## TEXT PROVIDED
--- Begin ---
Red Hat Bugzilla – Bug 201471
Kernel crashes on turion x2 laptop
Last modified: 2009-07-14 13:22:01 EDT
Description of problem:
There appears to either be a crash caused by tsc timer drift (which is somewhat
common on AMD x2 machines) as it crashes on boot with a message of milliseconds
(+/- with the exact same number on both cores, just opposite sign) between the cores
there is a locking issue. I have only received a few errors. The machine is
legacy free so I cannot do a log to a serial port or printer. However, I am
attaching the few error messages that I get. clock=pit doesn't work, it makes it
worse. maxcpus=1 is what I am doing now and it is stable other than a problem
with X (another bug).
Older kernels have fewer problems, test 1 rescue disc from FC6 works ...
reasonably well. I don't know what the difference is.
This is with kernel 2.6.17-2517. It happens with both x86-64 and 32. I am
currently running 32 as it is FAR more stable (completely separate installs, so
no, I don't have library mismatch).
Created attachment 133699 [details]
syslog of the few errors I get (nothing ever shows on screen)
maxcpus=1 was still a little unstable. However, with 2564 I was able to do
noapic and nolapic and get stability. With nolapic I lost some functionality
(powernow for example). I am now runnin noapic and things appear stable.
What do I need to do fo help debug apic as it works fine in windows?
2583 still scrashed without noapic. Would a dmidecode dump help?
I am not a very advanced user but
I would just like to note that I
have had the same/similar problems
with FC5-64 and FC6test2-64. I
will try FC6test2-32 and report
This is on a Turion notebook
(HP Pavilion dv6040us).
ok, mine is dv6045nr. From what I have been told all dv6000 series are the same.
Mine has the webcam, yours may not. We have the same wifi chipset, video, etc.
Hard drive sizes and memory may also be different, but I believe the cpu is also
the same (not just series, but the actual model).
Yes, the dv6040us has a webcam.
I could not care less whether the webcam
works under linux, however. I just want
the machine to work basically.
FC5-32 seems to be slightly more stable.
Now that I can boot the darn thing,
someone please let me know what system
info I should post here, and I will.
(And please give me the command I need
to produce it, thanks.)
Would you reccommend trying F6-test2-32 ?
At this point I don't even want to run
pup for fear of breaking something. I was
even contemplating a severe downgrade
(to like FC3) as an experiment.
(Can you email me or post here what I
have to do to turn off apic, if this
seems to help?)
Also, and here is some information that may
actually be useful to folks: Knoppix boots
and seems to be rock-solid. It's just not
a very practical solution in the long-run.
It was my friend's disk, I think the June
2006 release of Knoppix.
The webcam is the zrsomethingxx driver. It is currently not v4l2 (v4l was
removed), it will be soon.
--- End ---
## TO BE DONE
[1] In the kernel crash bug report above, reproduce the passage starting with "(And please give" and going on through "as an experiment.", changing "downgrade" to "rollback".
[2] According to the kernel crash bug report, which distribution boots and seems rock-solid?
[3] Extend the kernel crash bug report from the point where it stops.

## INFORMATION SHOWN
--- Begin ---
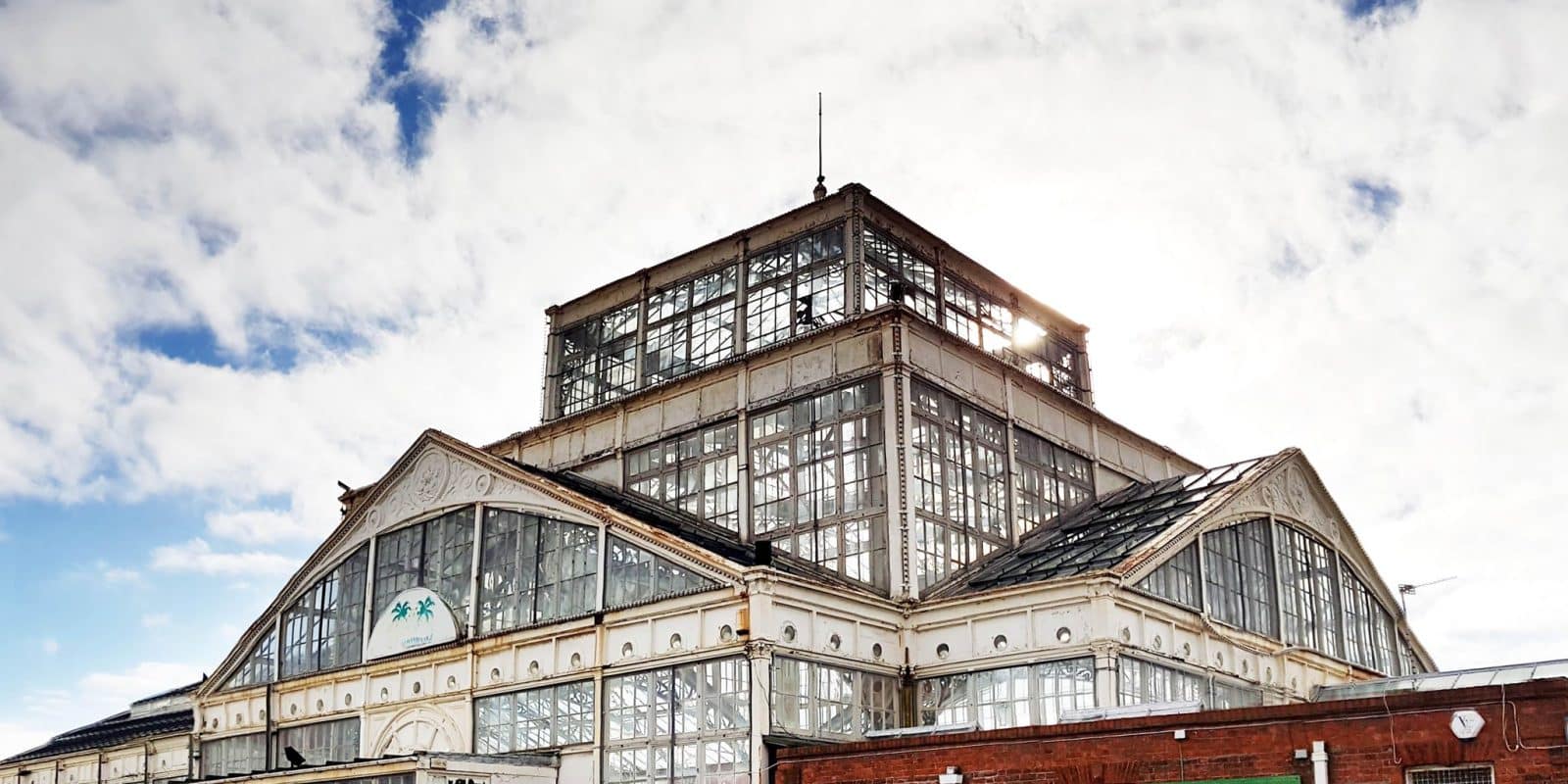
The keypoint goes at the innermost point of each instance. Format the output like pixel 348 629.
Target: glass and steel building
pixel 822 478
--- End ---
## RESULTS BY TASK
[1]
(And please give me the command I need
to produce it, thanks.)
Would you reccommend trying F6-test2-32 ?
At this point I don't even want to run
pup for fear of breaking something. I was
even contemplating a severe rollback
(to like FC3) as an experiment.

[2] Knoppix

[3]
Boot with option "noapic" on the command line (don't use nolapic so that you
keep speed step and other power management features). This does seem to fix 99%
of all my stability. I have issues with suspend/hibernate not resuming properly
(black screen or freeze and black screen depending on what options I give X and
I am running 32bit as the 64 was just too unstable.
As for system info, I think since we have the same machine (memory and disk size
being the difference it looks like), if they ask for dmidecode we should both
give it, what else they will want, I do not know.
title Fedora Core (2.6.17-1.2586.fc6)
kernel /vmlinuz-2.6.17-1.2586.fc6 ro root=/dev/VolGroup00/LogVol00 quiet
rhgb <-- put noapic here.
This is a clip from my desktop grub.conf... therefore it doesn't have the noapic.
Ok, starting in 259x kernels, I could often get into X. When I can (having some
trouble with 2600), it works great provided I do not try to put the machine to
sleep or switch to another console. (This may be the same bug as 201482.)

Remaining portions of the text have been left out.